>> Begin

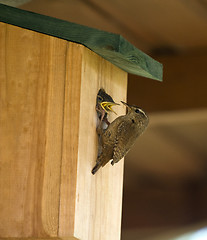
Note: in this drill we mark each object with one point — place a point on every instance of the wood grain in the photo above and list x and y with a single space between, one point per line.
31 102
48 140
96 206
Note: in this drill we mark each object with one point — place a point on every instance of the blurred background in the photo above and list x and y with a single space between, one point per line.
165 181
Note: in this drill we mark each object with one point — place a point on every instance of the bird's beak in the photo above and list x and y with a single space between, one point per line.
107 106
127 105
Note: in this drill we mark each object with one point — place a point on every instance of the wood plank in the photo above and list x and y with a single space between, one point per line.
32 73
48 140
112 47
95 211
34 238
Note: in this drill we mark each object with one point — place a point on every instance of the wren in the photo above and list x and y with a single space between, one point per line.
120 136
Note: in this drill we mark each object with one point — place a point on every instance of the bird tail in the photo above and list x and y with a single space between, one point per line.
96 168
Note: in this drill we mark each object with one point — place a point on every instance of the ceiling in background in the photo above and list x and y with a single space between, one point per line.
151 24
165 174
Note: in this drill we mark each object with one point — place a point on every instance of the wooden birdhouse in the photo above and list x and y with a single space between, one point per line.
50 73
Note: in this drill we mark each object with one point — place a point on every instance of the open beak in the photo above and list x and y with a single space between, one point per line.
127 105
107 106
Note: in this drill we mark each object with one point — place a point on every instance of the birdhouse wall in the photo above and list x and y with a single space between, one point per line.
48 140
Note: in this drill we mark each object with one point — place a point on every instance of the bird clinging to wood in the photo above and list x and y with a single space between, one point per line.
120 136
104 104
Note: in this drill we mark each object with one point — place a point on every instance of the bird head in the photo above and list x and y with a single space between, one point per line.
105 101
136 112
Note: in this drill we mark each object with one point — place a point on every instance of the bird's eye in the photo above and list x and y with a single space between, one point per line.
100 98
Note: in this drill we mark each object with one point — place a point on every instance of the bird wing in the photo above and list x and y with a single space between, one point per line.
123 141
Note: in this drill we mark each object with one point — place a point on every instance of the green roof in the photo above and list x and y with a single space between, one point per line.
112 47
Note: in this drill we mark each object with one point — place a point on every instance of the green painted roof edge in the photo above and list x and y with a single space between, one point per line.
112 47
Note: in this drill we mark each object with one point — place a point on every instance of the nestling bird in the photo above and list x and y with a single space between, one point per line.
120 136
104 104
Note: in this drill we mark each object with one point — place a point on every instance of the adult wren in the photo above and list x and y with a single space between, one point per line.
120 136
104 104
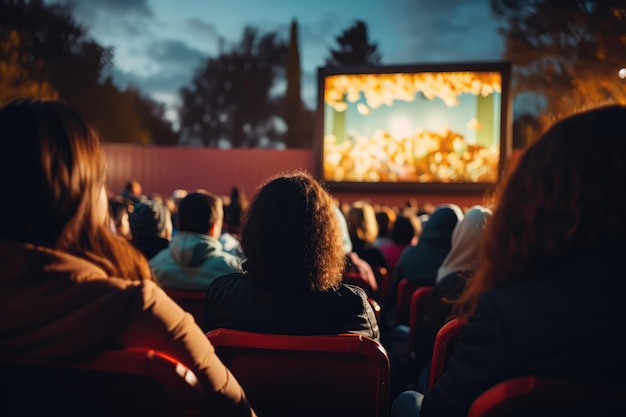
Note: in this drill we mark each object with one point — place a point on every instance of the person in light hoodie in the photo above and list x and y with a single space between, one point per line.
70 288
195 256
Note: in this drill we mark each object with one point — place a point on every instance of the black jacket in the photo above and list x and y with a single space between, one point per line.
236 301
568 323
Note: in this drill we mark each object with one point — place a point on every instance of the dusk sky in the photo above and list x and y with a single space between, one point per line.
158 44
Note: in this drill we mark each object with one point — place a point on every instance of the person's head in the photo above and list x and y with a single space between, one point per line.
201 212
133 188
119 208
441 222
406 228
150 218
291 236
463 255
566 194
54 172
362 223
385 217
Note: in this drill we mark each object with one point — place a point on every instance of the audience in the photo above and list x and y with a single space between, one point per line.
133 192
294 265
366 278
195 256
421 262
237 205
547 296
70 287
363 229
119 208
385 218
150 227
456 269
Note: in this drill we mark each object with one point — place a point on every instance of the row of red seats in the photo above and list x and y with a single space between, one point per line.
344 375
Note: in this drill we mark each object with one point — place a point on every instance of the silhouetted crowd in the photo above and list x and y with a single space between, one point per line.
535 277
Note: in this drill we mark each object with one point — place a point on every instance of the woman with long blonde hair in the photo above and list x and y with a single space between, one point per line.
71 288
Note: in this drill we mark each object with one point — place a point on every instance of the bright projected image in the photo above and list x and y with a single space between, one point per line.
412 127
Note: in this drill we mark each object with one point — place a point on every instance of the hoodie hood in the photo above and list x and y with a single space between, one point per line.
192 249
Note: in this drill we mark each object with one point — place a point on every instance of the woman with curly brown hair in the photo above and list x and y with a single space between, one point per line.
547 298
70 287
294 262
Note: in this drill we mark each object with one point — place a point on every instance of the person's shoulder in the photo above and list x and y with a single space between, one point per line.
229 280
161 256
354 292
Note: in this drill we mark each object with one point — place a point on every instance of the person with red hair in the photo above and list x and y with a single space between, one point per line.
547 297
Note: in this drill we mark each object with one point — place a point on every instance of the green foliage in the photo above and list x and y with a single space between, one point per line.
354 48
299 121
229 98
566 52
14 79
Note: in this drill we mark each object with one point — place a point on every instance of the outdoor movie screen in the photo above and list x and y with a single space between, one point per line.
409 124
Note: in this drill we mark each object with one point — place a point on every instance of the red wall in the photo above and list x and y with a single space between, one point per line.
164 169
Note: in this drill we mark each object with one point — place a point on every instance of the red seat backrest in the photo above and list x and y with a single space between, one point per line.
191 301
540 396
444 345
337 375
382 278
355 278
129 382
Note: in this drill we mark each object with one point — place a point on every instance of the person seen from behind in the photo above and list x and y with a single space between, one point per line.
292 280
195 257
71 288
547 297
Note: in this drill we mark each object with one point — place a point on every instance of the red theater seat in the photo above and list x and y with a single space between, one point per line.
403 300
416 310
130 382
340 375
444 345
191 301
542 397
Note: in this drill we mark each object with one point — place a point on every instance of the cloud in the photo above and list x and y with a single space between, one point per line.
202 29
117 7
452 30
174 55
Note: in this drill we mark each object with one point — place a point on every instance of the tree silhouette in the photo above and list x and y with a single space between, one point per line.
354 48
44 53
299 121
229 100
567 53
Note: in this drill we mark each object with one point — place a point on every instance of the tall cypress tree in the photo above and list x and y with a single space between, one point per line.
296 136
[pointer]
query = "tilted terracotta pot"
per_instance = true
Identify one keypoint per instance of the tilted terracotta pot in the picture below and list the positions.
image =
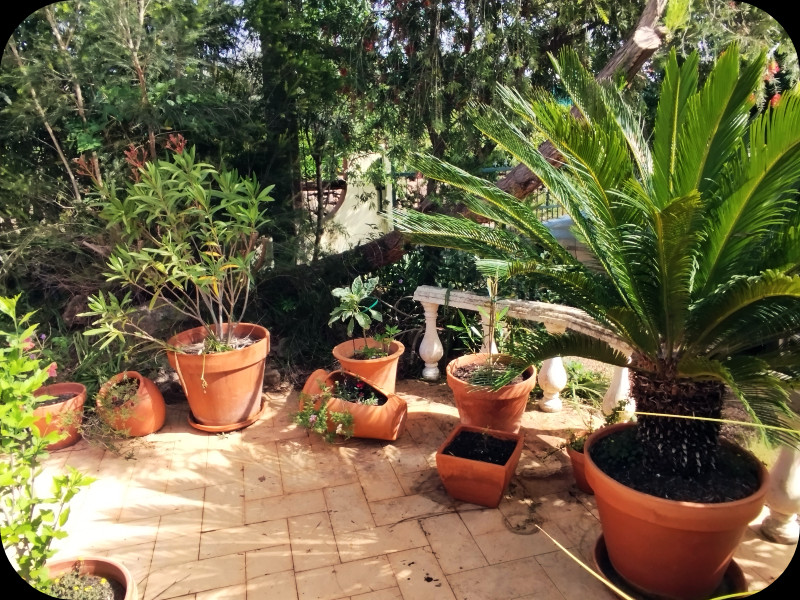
(380, 372)
(65, 416)
(99, 567)
(473, 480)
(141, 415)
(665, 547)
(501, 410)
(223, 388)
(384, 422)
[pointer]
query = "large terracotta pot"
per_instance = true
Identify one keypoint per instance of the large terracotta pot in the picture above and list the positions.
(223, 388)
(384, 422)
(579, 470)
(380, 372)
(100, 567)
(473, 480)
(65, 416)
(142, 415)
(502, 409)
(668, 548)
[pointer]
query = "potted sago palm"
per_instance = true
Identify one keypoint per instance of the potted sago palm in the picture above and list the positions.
(189, 238)
(29, 519)
(696, 227)
(374, 359)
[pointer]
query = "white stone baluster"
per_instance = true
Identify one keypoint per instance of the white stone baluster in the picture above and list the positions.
(783, 498)
(552, 379)
(430, 348)
(619, 390)
(488, 346)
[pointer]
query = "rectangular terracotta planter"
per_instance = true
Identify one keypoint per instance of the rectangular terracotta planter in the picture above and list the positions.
(476, 481)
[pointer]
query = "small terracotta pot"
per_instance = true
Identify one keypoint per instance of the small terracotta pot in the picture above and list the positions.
(384, 422)
(223, 388)
(143, 414)
(99, 567)
(501, 410)
(578, 470)
(473, 480)
(668, 548)
(379, 372)
(69, 412)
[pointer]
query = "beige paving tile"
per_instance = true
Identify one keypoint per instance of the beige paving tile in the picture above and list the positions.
(275, 586)
(268, 560)
(281, 507)
(570, 578)
(497, 543)
(345, 579)
(355, 545)
(348, 508)
(504, 581)
(393, 510)
(378, 480)
(224, 505)
(241, 539)
(419, 576)
(197, 576)
(313, 544)
(452, 544)
(140, 503)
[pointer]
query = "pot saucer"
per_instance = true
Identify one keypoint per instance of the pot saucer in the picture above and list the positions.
(231, 427)
(733, 581)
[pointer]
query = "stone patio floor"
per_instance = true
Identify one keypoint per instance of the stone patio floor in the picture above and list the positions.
(273, 512)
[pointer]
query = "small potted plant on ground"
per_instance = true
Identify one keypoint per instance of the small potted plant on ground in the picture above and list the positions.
(190, 238)
(30, 521)
(472, 376)
(372, 413)
(131, 403)
(371, 358)
(475, 464)
(695, 229)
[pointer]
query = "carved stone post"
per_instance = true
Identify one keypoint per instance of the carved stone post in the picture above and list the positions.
(783, 498)
(619, 390)
(552, 379)
(430, 348)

>> End

### Given task
Pull out every line in the records above that contains the string "query". Case counts.

### Finished answer
query = "tilted terracotta pot"
query = "large terracotta pot"
query = "potted sago palm"
query = "white stone baluster"
query = "rectangular terracotta planter"
query = "small terracotta pot"
query = "beige paving tile"
query = "pot saucer"
query = "stone patio floor"
query = "small potted plant on ground"
query = "carved stone post"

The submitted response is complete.